A suggestion: city should pay more attention to basic services

Plenty of us have been having our “fun” now that the city of Columbia has begun talking about putting a roof of grass on the City Hall annex that will rise one of these days east of the present digs. The idea of a grass roof was first brought up last year, and it may end up being a good idea after we’ve weighed long-term benefits against the somewhat accelerated initial expenses.

City officials deserve a pat on the back from us for being forward and upright about this grass-roof idea. Perhaps they learned a lesson or two from the debacle involving the remodeling of the Daniel Boone Regional Library building several years ago. Maybe there’ll even be some energy saved in long run.

While we’ve been having a laugh or two, at the same time I’ve been hearing more than a little mumbling about a city that may be losing its way when it comes to the basics any city government should be paying attention to.

The basics I’m referring are matters of maintaining good housekeeping when it comes to the fundamental services the city originally was incorporated to provide.

Ranked in no particular order because every one of them is important, Columbia’s basic good housekeeping services include: police and fire protection; public works, including street construction and maintenance; and the symphony of city-owned utilities that supply us with water, electric power, sewers and trash removal.

While I’m generally satisfied with the way Columbia is conducted, and a survey taken earlier this year overwhelmingly echoed this sentiment among those polled, I worry that the city may one of these days start losing its way when it comes to the basics that brought us together in the first place.

We rarely appreciate our rainbow of city services, while we only meekly thank those who toil on a 24/7 basis in our behalf. Our city utilities largely are taken for granted while the agencies that patrol our neighborhoods, extinguish fires and set about doing the other housekeeping tasks we have come to expect may go equally unheralded.

(Records from a point-labeling set)
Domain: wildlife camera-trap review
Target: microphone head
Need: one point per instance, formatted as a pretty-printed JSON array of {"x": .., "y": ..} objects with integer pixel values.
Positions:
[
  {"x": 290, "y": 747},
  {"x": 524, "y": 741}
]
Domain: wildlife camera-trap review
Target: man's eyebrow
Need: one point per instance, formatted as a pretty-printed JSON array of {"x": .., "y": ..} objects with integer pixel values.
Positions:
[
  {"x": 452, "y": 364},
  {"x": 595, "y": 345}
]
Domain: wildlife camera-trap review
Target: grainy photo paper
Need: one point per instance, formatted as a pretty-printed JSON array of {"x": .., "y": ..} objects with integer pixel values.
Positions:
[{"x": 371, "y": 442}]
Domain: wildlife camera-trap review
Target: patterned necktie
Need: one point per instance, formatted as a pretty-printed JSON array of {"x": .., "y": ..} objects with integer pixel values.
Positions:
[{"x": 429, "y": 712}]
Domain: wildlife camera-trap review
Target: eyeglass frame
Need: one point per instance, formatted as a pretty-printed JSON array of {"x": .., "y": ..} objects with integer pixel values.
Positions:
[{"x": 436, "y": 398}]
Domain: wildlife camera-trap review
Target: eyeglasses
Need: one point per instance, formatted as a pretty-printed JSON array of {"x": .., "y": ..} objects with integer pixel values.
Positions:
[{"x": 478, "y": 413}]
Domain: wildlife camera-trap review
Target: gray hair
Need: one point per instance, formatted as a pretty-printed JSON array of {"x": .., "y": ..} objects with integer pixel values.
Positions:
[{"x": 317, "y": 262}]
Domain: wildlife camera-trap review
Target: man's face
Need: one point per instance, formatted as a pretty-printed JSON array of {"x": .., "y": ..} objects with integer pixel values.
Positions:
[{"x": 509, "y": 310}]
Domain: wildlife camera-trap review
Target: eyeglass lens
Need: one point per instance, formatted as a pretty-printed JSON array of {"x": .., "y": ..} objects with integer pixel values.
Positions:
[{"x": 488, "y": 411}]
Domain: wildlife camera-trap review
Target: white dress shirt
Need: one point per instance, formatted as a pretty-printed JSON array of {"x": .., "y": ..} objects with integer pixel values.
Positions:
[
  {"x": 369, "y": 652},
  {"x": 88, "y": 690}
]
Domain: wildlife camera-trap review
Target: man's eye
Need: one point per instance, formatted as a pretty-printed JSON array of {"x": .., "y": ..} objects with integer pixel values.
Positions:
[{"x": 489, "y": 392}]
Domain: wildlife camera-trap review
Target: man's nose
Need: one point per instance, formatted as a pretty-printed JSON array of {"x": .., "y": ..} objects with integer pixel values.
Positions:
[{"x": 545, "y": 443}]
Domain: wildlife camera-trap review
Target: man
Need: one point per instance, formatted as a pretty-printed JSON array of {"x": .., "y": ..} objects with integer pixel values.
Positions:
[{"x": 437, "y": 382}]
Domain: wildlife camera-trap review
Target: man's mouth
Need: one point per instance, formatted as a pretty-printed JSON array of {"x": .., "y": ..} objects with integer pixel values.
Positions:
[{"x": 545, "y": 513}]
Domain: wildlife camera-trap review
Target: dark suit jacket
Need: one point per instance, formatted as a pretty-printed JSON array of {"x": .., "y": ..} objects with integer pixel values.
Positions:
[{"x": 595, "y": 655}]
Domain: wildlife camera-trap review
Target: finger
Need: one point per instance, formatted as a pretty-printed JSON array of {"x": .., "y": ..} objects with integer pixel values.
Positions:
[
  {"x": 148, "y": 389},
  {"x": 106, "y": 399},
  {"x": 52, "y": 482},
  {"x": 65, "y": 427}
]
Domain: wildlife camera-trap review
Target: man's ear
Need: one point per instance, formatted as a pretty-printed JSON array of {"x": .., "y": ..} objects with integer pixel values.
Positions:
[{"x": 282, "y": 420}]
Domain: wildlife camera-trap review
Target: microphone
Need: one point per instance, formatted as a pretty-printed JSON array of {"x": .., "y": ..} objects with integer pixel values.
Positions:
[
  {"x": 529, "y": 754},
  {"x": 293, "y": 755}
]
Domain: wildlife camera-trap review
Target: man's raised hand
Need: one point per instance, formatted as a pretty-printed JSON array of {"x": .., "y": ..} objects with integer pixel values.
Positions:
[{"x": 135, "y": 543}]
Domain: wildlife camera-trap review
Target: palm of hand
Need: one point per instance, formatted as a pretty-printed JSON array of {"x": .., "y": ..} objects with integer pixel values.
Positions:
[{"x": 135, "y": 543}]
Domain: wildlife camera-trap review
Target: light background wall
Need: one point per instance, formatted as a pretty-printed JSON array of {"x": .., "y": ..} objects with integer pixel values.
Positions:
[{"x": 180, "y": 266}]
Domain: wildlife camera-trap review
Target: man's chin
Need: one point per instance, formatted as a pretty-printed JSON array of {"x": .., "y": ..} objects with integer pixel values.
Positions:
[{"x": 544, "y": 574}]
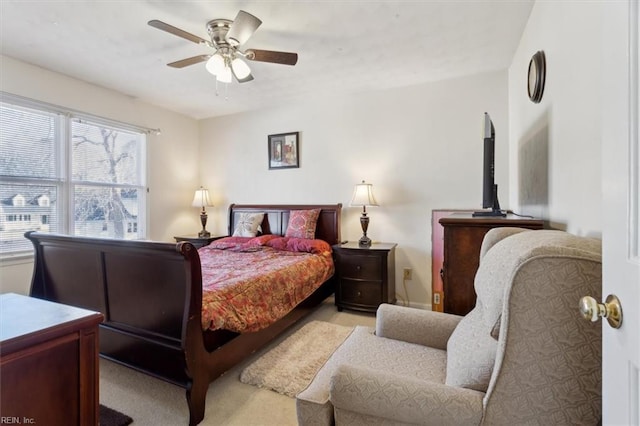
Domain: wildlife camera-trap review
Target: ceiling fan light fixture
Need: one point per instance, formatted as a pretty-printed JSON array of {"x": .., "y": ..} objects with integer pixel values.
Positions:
[
  {"x": 224, "y": 76},
  {"x": 240, "y": 69},
  {"x": 215, "y": 65}
]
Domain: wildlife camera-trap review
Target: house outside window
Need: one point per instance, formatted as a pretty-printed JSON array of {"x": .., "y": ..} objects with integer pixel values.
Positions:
[{"x": 63, "y": 172}]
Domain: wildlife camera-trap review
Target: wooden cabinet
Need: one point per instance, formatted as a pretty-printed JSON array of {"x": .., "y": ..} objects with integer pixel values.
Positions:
[
  {"x": 196, "y": 240},
  {"x": 365, "y": 275},
  {"x": 463, "y": 236},
  {"x": 48, "y": 362}
]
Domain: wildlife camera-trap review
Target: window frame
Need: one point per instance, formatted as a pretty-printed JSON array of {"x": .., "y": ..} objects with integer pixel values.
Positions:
[{"x": 63, "y": 180}]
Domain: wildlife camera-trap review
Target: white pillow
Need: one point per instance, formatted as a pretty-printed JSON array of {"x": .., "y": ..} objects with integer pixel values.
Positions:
[{"x": 248, "y": 224}]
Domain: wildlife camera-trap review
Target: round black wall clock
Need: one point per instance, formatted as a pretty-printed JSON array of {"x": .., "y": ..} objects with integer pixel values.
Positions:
[{"x": 536, "y": 77}]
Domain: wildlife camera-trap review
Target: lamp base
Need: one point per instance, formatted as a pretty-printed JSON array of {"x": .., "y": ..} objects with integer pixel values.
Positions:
[{"x": 364, "y": 241}]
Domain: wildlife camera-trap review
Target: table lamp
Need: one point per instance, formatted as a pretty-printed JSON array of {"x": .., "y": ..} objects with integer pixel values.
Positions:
[
  {"x": 363, "y": 196},
  {"x": 201, "y": 200}
]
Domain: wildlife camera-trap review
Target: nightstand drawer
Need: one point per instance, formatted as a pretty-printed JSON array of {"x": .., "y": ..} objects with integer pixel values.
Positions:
[
  {"x": 363, "y": 293},
  {"x": 360, "y": 267}
]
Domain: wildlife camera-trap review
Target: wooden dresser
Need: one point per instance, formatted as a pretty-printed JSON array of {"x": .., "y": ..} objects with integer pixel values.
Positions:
[
  {"x": 49, "y": 372},
  {"x": 463, "y": 236},
  {"x": 366, "y": 275}
]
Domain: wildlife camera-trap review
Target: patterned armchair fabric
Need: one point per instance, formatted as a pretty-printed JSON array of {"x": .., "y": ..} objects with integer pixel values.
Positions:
[{"x": 522, "y": 356}]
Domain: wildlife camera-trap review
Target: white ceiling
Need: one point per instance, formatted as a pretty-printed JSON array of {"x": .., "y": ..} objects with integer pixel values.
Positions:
[{"x": 344, "y": 46}]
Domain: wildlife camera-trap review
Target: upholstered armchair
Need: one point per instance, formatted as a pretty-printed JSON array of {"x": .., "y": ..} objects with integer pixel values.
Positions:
[{"x": 523, "y": 355}]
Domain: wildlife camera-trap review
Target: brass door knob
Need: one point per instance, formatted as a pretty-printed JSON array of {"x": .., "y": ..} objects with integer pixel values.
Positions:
[{"x": 610, "y": 309}]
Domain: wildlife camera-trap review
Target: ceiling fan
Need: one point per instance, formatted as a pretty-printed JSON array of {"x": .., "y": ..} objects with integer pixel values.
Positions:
[{"x": 226, "y": 39}]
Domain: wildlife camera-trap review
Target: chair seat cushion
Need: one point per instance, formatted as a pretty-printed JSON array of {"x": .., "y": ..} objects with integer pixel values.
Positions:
[{"x": 364, "y": 348}]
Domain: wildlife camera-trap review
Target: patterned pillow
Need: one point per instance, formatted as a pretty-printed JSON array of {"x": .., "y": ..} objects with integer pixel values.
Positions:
[
  {"x": 302, "y": 223},
  {"x": 248, "y": 224}
]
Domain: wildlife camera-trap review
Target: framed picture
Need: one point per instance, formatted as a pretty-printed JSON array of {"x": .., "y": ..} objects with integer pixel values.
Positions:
[{"x": 283, "y": 151}]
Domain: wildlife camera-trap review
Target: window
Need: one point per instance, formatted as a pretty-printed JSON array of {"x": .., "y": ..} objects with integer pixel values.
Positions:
[{"x": 65, "y": 172}]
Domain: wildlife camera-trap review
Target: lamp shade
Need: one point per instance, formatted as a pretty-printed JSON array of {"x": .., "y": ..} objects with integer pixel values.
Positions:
[
  {"x": 201, "y": 198},
  {"x": 240, "y": 69},
  {"x": 215, "y": 64},
  {"x": 363, "y": 195}
]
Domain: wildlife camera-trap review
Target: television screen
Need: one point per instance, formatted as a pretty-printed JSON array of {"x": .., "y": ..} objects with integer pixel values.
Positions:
[{"x": 489, "y": 187}]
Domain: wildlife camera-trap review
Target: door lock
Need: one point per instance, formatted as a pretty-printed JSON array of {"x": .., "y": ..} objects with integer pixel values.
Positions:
[{"x": 611, "y": 310}]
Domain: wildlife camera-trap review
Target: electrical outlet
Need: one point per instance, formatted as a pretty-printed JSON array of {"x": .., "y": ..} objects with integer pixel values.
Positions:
[
  {"x": 436, "y": 298},
  {"x": 407, "y": 273}
]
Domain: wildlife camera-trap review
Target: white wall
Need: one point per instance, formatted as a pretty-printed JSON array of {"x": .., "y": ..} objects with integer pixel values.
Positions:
[
  {"x": 421, "y": 147},
  {"x": 555, "y": 145},
  {"x": 172, "y": 164}
]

Tasks:
1: In the column on Columbia's basic services, which building's remodeling is described as a debacle?
2: From the column on Columbia's basic services, return the passage that begins at the words "A suggestion: city" and ends after "in long run.".

Responses by task:
1: The Daniel Boone Regional Library building.

2:
A suggestion: city should pay more attention to basic services

Plenty of us have been having our “fun” now that the city of Columbia has begun talking about putting a roof of grass on the City Hall annex that will rise one of these days east of the present digs. The idea of a grass roof was first brought up last year, and it may end up being a good idea after we’ve weighed long-term benefits against the somewhat accelerated initial expenses.

City officials deserve a pat on the back from us for being forward and upright about this grass-roof idea. Perhaps they learned a lesson or two from the debacle involving the remodeling of the Daniel Boone Regional Library building several years ago. Maybe there’ll even be some energy saved in long run.